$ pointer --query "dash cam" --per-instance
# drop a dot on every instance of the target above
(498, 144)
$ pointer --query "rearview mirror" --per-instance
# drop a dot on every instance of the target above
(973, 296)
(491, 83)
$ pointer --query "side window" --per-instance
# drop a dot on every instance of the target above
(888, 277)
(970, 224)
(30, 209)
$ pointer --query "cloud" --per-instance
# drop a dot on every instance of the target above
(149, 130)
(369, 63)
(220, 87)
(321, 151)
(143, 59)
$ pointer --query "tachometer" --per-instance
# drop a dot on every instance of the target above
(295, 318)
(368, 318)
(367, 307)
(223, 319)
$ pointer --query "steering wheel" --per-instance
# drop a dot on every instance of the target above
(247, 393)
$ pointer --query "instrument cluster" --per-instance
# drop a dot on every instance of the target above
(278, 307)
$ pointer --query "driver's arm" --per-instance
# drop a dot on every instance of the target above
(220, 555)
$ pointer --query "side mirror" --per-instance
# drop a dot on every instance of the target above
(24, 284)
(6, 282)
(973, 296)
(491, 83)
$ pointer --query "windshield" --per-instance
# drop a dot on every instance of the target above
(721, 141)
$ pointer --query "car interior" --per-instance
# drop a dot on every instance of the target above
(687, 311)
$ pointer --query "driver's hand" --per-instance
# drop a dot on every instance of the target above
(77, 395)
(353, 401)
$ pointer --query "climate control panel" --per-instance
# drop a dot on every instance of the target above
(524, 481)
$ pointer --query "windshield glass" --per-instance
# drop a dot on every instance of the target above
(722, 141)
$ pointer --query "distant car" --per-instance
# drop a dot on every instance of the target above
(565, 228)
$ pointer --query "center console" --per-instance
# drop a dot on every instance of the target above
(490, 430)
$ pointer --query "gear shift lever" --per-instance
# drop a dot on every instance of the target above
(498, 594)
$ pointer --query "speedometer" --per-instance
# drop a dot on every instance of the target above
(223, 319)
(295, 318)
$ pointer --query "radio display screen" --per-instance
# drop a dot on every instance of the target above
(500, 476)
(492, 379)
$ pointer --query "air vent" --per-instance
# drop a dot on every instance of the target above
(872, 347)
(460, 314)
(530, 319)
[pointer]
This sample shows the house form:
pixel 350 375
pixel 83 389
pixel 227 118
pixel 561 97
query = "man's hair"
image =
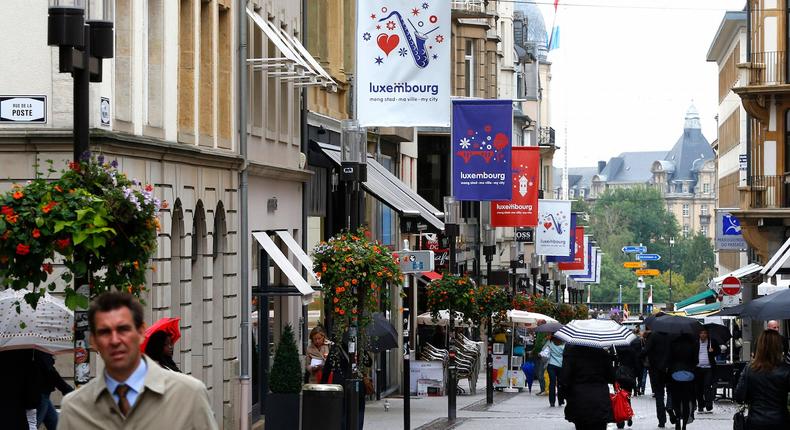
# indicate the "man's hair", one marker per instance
pixel 768 354
pixel 111 301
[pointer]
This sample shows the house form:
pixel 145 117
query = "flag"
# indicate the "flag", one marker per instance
pixel 554 40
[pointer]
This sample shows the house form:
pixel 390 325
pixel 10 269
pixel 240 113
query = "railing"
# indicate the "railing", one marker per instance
pixel 478 6
pixel 768 68
pixel 767 192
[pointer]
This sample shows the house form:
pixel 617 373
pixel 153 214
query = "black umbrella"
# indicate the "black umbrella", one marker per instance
pixel 718 333
pixel 774 306
pixel 382 333
pixel 673 324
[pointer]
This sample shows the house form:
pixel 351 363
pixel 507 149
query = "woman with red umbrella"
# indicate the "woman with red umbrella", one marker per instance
pixel 159 340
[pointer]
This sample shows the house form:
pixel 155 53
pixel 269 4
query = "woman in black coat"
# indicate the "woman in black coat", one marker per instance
pixel 585 377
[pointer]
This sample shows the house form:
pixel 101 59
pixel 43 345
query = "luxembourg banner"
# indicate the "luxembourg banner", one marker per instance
pixel 571 245
pixel 481 149
pixel 522 210
pixel 552 234
pixel 403 63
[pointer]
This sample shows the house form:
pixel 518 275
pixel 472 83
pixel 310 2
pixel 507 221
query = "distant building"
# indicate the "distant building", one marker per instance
pixel 686 177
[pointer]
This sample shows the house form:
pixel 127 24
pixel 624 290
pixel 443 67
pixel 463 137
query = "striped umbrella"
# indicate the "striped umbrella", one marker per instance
pixel 595 333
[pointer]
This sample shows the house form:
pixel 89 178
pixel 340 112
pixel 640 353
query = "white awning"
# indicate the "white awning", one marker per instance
pixel 300 255
pixel 296 64
pixel 778 260
pixel 285 265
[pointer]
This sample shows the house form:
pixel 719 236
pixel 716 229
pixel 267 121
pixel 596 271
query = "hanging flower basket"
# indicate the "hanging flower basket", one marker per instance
pixel 93 220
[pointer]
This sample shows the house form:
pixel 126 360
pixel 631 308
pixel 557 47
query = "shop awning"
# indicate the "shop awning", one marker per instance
pixel 694 299
pixel 747 270
pixel 285 265
pixel 296 64
pixel 391 191
pixel 780 260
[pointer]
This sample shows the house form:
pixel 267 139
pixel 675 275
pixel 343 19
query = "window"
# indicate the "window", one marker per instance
pixel 469 68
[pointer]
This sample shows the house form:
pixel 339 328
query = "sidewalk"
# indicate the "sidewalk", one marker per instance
pixel 516 411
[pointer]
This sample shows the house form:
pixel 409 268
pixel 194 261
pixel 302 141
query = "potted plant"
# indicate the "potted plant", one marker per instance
pixel 282 404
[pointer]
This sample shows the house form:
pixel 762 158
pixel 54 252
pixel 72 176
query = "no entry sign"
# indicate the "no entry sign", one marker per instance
pixel 731 286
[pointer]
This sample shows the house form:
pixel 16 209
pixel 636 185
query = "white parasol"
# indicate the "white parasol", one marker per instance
pixel 48 328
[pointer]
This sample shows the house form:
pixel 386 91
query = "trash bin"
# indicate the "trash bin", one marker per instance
pixel 322 406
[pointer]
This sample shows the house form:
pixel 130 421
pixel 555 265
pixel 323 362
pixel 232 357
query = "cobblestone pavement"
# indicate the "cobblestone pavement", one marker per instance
pixel 516 411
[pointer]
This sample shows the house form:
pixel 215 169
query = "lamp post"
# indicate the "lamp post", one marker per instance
pixel 82 45
pixel 452 217
pixel 489 248
pixel 353 162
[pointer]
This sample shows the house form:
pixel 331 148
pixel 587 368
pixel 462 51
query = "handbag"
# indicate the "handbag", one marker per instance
pixel 621 405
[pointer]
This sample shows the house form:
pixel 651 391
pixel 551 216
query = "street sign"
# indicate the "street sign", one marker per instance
pixel 416 261
pixel 647 272
pixel 634 264
pixel 525 235
pixel 731 286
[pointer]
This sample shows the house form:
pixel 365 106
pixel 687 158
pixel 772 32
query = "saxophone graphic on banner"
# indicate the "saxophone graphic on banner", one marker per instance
pixel 403 63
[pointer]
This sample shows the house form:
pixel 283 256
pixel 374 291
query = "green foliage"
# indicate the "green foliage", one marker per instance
pixel 100 224
pixel 286 373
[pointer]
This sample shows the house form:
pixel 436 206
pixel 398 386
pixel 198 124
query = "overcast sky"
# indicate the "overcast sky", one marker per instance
pixel 628 70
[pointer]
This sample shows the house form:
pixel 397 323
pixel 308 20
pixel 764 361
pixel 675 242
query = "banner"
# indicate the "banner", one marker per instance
pixel 552 234
pixel 728 232
pixel 522 209
pixel 571 245
pixel 578 252
pixel 481 149
pixel 403 63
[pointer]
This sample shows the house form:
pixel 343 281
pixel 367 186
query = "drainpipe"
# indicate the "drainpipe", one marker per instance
pixel 244 238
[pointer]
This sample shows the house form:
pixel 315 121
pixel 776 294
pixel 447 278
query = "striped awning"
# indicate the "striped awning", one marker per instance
pixel 595 333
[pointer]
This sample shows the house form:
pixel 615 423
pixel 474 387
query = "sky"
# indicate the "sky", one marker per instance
pixel 627 71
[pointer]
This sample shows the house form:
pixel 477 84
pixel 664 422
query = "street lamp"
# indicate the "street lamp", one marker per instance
pixel 82 45
pixel 489 249
pixel 452 217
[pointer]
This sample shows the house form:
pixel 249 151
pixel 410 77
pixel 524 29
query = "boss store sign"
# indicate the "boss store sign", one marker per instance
pixel 23 109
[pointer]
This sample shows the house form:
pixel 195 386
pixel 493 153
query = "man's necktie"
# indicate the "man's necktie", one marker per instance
pixel 123 402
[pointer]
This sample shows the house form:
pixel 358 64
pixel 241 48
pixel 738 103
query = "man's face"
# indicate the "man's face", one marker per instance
pixel 118 341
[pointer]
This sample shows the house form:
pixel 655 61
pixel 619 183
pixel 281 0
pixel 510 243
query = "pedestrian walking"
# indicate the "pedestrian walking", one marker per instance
pixel 585 377
pixel 703 374
pixel 133 391
pixel 160 349
pixel 48 380
pixel 683 360
pixel 657 352
pixel 764 385
pixel 556 349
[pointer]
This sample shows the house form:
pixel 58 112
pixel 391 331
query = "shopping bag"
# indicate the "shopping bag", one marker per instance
pixel 621 406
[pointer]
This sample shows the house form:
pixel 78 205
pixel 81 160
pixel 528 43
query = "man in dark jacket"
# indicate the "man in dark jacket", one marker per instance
pixel 657 351
pixel 49 379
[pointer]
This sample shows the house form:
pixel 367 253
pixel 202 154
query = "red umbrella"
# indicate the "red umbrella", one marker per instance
pixel 167 325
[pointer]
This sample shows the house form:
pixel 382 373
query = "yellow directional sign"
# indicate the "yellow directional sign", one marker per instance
pixel 647 272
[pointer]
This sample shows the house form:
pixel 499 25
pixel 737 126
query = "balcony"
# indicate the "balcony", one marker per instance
pixel 767 192
pixel 767 68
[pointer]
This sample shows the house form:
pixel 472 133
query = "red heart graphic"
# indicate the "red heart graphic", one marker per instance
pixel 387 43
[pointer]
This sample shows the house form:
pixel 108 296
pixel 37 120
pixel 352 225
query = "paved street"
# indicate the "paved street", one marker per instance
pixel 515 411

§ §

* [Problem to work on]:
Copy out each line of the items above that contains the word "coat". Case counts, so only lines with that exact capitalization qualify.

* [Solution for this problem]:
query = "woman in black coat"
# indicate the "woman in black coat", one marker per instance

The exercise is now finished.